What you should do →
Please copy the data below, changing "Within this frame" to "In this photo" wherever it occurs and keeping everything else the same. Leave the pictures out.

----------------------------------------

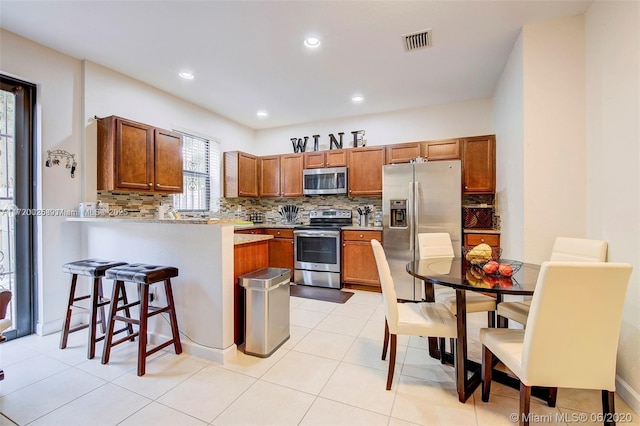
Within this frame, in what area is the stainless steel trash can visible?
[240,268,291,358]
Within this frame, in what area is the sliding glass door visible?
[0,75,36,339]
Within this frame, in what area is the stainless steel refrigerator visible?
[382,160,462,300]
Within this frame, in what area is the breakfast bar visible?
[66,218,242,363]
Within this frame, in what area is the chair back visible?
[520,262,632,391]
[549,237,607,262]
[371,240,398,334]
[418,232,455,259]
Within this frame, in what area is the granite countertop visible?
[233,234,273,246]
[463,228,500,235]
[66,216,236,225]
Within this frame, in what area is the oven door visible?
[293,229,340,272]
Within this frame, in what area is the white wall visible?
[585,2,640,413]
[83,61,255,200]
[0,29,86,332]
[522,15,586,263]
[249,99,493,155]
[0,30,254,334]
[493,33,525,259]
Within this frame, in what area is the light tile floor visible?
[0,291,640,426]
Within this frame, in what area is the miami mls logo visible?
[0,203,18,217]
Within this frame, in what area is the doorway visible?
[0,75,36,339]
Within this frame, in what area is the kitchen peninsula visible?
[65,218,255,363]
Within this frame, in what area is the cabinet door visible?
[387,142,421,164]
[280,154,304,197]
[348,146,385,197]
[462,136,496,194]
[324,149,347,167]
[238,152,258,197]
[304,151,324,169]
[153,129,184,193]
[260,155,280,197]
[115,119,154,191]
[422,139,460,161]
[342,241,380,287]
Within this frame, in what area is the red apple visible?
[498,263,513,277]
[482,260,500,274]
[482,275,498,288]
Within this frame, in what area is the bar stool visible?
[60,259,133,359]
[102,263,182,376]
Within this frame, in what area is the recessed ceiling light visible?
[304,37,320,47]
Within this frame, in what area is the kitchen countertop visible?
[462,228,500,235]
[233,234,274,246]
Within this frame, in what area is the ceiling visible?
[0,0,591,129]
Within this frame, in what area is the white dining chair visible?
[418,232,496,327]
[480,262,632,425]
[498,237,608,325]
[371,240,457,390]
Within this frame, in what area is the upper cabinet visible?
[462,135,496,194]
[97,116,183,194]
[387,142,421,164]
[347,146,385,197]
[259,155,280,197]
[224,151,259,198]
[304,149,347,169]
[422,139,460,161]
[280,154,304,197]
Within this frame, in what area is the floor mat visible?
[291,285,353,303]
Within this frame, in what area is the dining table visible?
[407,257,540,403]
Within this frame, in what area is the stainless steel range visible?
[293,209,352,288]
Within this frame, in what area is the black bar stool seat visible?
[102,263,182,376]
[60,259,133,359]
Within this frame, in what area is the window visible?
[173,132,220,212]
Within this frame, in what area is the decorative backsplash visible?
[97,191,382,224]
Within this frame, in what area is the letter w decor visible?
[291,136,309,153]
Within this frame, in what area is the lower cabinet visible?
[264,228,293,281]
[342,231,382,289]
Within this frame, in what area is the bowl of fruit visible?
[463,244,522,277]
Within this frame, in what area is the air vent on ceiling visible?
[404,29,432,52]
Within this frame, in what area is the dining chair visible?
[498,237,607,325]
[371,239,458,390]
[418,232,496,327]
[480,262,632,425]
[0,288,11,380]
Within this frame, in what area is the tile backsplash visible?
[97,191,382,224]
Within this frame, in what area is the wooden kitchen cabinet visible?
[462,135,496,194]
[280,154,304,197]
[464,234,500,248]
[97,116,183,194]
[259,155,280,197]
[347,146,385,197]
[342,231,382,288]
[386,142,421,164]
[264,228,294,280]
[304,149,347,169]
[422,139,460,161]
[224,151,259,198]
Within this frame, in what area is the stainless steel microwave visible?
[302,167,347,195]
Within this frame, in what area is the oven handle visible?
[293,230,340,237]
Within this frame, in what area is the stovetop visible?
[295,209,352,230]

----------------------------------------

Task response →
In this photo, in what area is the stainless steel trash can visible?
[240,268,291,358]
In this photo, in what area is the sliding glass door visible?
[0,75,36,339]
In this photo, in what area is the stainless steel refrigerator visible?
[382,160,462,300]
In this photo, in what area is the breakfast bar visible?
[66,218,242,363]
In this photo, in what area is the chair back visible?
[520,262,632,391]
[549,237,607,262]
[371,240,398,334]
[418,232,455,259]
In this photo, in what area is the granite countertop visible?
[233,234,273,246]
[463,228,500,235]
[66,216,236,225]
In this photo, in what area is the oven door visible?
[293,229,340,272]
In this photo, in what area is the white wall visible?
[585,2,640,413]
[83,61,255,200]
[0,29,86,332]
[522,15,586,263]
[249,99,493,155]
[0,30,254,334]
[493,33,525,259]
In this photo, in what area is the light tile floor visible?
[0,291,640,426]
In this photo, in what area is the miami mls logo visible?
[0,203,18,217]
In this photo, in what area is the doorway visible?
[0,75,36,339]
In this photo, in what area is the kitchen peninsula visible?
[65,218,255,363]
In this photo, in what area is the cabinet door visible?
[387,142,421,164]
[280,154,304,197]
[348,146,385,197]
[462,136,496,194]
[324,149,347,167]
[238,152,258,197]
[304,151,324,169]
[153,129,184,193]
[260,155,280,197]
[115,119,154,191]
[422,139,460,161]
[342,241,380,287]
In this photo, in what area is the red apple visible?
[498,263,513,277]
[482,260,500,274]
[482,275,498,288]
In this photo, in what area is the bar stool visible?
[60,259,133,359]
[102,263,182,376]
In this photo, in what area is the recessed ceiling light visible?
[304,37,320,47]
In this photo, in what area is the kitchen countertop visible?
[462,228,500,235]
[233,234,274,246]
In this photo, in what area is the ceiling visible?
[0,0,591,129]
In this photo, in what area is the white dining chair visible?
[418,232,496,327]
[480,262,632,425]
[498,237,608,325]
[371,240,457,390]
In this photo, in what area is the upper cabinet visible?
[462,135,496,194]
[97,116,183,194]
[387,142,421,164]
[347,146,385,197]
[259,155,280,197]
[224,151,259,198]
[304,149,347,169]
[422,139,460,161]
[280,154,304,197]
In this photo, in what area is the floor mat visible?
[291,285,353,303]
In this photo, in what area is the dining table visible?
[407,257,540,403]
In this photo, in what area is the stainless steel range visible?
[293,209,352,288]
In this photo, in what area is the black bar stool seat visible?
[102,263,182,376]
[60,259,133,359]
In this photo, in what area is the window visible?
[173,132,220,212]
In this photo, in what area is the decorative backsplash visible?
[97,191,382,224]
In this photo, in what area is the letter w decor visible?
[291,136,309,153]
In this photo, in what area is the lower cabinet visible?
[264,228,293,281]
[342,231,382,289]
In this photo, in what area is the bowl of fruit visible?
[463,244,522,277]
In this photo, in what area is the air vent on ceiling visible?
[404,29,432,52]
In this photo, in what area is the dining chair visible?
[498,237,607,325]
[371,239,458,390]
[418,232,496,327]
[480,262,632,425]
[0,288,11,380]
In this photo, in what area is the tile backsplash visible?
[97,191,382,224]
In this photo, in what area is the wooden kitchen cabinet visible?
[462,135,496,194]
[280,154,304,197]
[464,234,500,248]
[97,116,183,194]
[259,155,280,197]
[347,146,385,197]
[342,231,382,288]
[386,142,421,164]
[264,228,294,280]
[304,149,347,169]
[422,139,460,161]
[224,151,259,198]
In this photo, in what area is the stainless steel microwave visible?
[302,167,347,195]
In this photo, in what area is the oven handle visible?
[293,230,340,237]
In this photo, in what area is the stovetop visible?
[295,209,352,230]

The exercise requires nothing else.